*Text segment*
--- START ---

The loyalty of leaving


When I was younger, I felt deeply and strongly that if you love someone, you never leave them.  You stick by them, you help them, you accept them, you do anything for them, you give them anything you have.  I now believe with even more fervent depth and strength that there is a higher love than that – and it knows how to pause, how to wait, and how to walk away.

Why I believe in walking away from people I love

I believe that loving people is eternal – bigger than this life.  When people stay with each other out of a sense of loyalty, they are often protecting each other from fear and discomfort – from their dark places, their discomfort with growth or change, or even their fear of some brilliance that is so bright it is scary.  I love you, so I won’t make you face the reality you are making – and doing so will protect or distract me from mine.  We love each other, so we keep each other safe from life.

It’s not love – it’s a selfish and fearful act that traps both you and the person you are trying to love, spreading blame onto both of you.  Love is bigger and stronger than that.  Love can do hard things.  Love is accountable.  Love is adaptable.  Love is never, ever afraid and love is eternal.

I believe in walking away because I believe it is my singular job to show up to life in a genuine way.  As I protect my ability to do that, I am also accountable for doing my best to not hinder someone else’s ability to do the same, whether they want to or not.  I will not be the reason that you aren’t fully here and fully free.  I will not protect you from the outcomes of the choices you make.  And if I allow you to be the reason I’m not fully here and not fully free, then I have wronged you.  If we are using each other as protection from life, then I have wronged you twice.  And that is the opposite of love on so many levels.

--- END ---

*Given instruction 1*
Answer these questions from the essay on the loyalty of leaving:
(a) What three things does the essay say a higher love knows how to do?
(b) When people stay together out of loyalty, what does the essay say they are often protecting each other from?
(c) What does the essay call the writer's singular job?
*Given instruction 2*
In the essay's paragraph that begins "It's not love," list every statement of what love is or can do.
*Given instruction 3*
Pick up the essay on the loyalty of leaving and continue it after its last sentence.
The material after this point is separate from the essay.

*Dataset extract*
--- START ---

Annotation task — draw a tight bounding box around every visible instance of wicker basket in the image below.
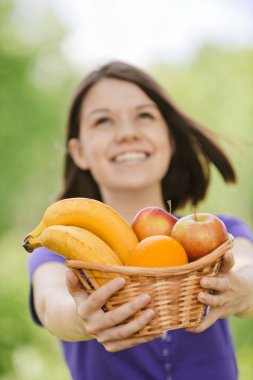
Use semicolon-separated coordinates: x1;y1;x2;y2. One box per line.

--- END ---

*Written response 1*
(a) It knows how to pause, how to wait, and how to walk away.
(b) They are protecting each other from fear and discomfort: from their dark places, their discomfort with growth or change, or even their fear of some brilliance so bright it is scary.
(c) To show up to life in a genuine way.

*Written response 2*
- Love is bigger and stronger than that.
- Love can do hard things.
- Love is accountable.
- Love is adaptable.
- Love is never, ever afraid.
- Love is eternal.

*Written response 3*
When to walk away

There is exactly one time to walk away:  When a person is violating some boundary or value you’ve established in a substantial and repeated way and it is keeping you from showing up in your life – and there’s nothing you can do to protect that boundary or value in some other way.  If you allow this violation to become an ongoing reality, you have betrayed yourself, you have betrayed the person you love, and you have perverted the very idea of love.

What is feels like to walk away

Once you get the hang of it, the loss of walking away has a beautiful sadness to its pain.  You feel clean.  It’s different than the kinds of endings you may have had before.  It can hurt a lot and it has dark places and includes the complexities of all grieving:  anger, doubt, regret, abandonment, guilt, you name it.

But it also has a beauty to it that you may not have felt before.  It feels like love.  Like a love much bigger than the day to day.  Like an eternal kind of love – ironically, the kind that never leaves.

“1) He will win who knows when to fight and when not to fight.” – Sun Tzu, The Art of War (The 5 essentials for victory)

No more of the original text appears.